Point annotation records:
::::::

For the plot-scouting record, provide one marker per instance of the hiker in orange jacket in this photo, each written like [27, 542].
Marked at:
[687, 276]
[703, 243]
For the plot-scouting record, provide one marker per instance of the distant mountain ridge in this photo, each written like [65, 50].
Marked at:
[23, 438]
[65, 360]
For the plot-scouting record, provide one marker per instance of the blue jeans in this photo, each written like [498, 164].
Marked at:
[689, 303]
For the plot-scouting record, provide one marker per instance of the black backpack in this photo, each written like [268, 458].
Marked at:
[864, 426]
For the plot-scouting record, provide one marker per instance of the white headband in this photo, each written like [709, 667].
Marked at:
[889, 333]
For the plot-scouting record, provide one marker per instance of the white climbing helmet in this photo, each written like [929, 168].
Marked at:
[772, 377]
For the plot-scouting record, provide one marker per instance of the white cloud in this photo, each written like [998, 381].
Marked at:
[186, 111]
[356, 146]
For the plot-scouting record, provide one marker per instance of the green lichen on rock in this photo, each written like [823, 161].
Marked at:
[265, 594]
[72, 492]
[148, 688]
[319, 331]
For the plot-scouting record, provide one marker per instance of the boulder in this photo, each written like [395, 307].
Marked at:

::::::

● **TASK OBJECTIVE**
Reproduce the entire listing above word for word, keeping every line in its original order.

● **ANSWER TO THIS PROBLEM**
For the plot-scouting record, provide one marker per instance of the hiker in orange jacket in this photo, each written like [27, 542].
Marked at:
[687, 276]
[703, 243]
For the plot-scouting record, provide one marker per instance of the distant mountain ridge in this photo, each written like [65, 50].
Marked at:
[23, 438]
[65, 360]
For the plot-scouting record, provide one marker per instance of the blue jeans in this photo, each written like [498, 164].
Marked at:
[689, 303]
For the plot-scouting record, provide one marker per instance of the black backpack in this photo, each written like [268, 458].
Marked at:
[864, 426]
For the plot-scouting record, provide one marker per instance of the white headband in this photo, each written like [709, 667].
Marked at:
[889, 333]
For the plot-scouting record, provide one marker per instance of the white climbing helmet in this photo, each written like [929, 168].
Marked at:
[772, 377]
For the plot-scouting record, provide one marker per instance of the white cloud in this photo, each written like [998, 381].
Marked at:
[186, 111]
[356, 146]
For the plot-scouting record, provide one marker per instance of the green lichen on rock in this photo, each written like [823, 161].
Marked at:
[265, 594]
[72, 492]
[148, 688]
[319, 331]
For the plot-scouting record, provide one marker per instance of the boulder in this photo, each written like [395, 307].
Marked at:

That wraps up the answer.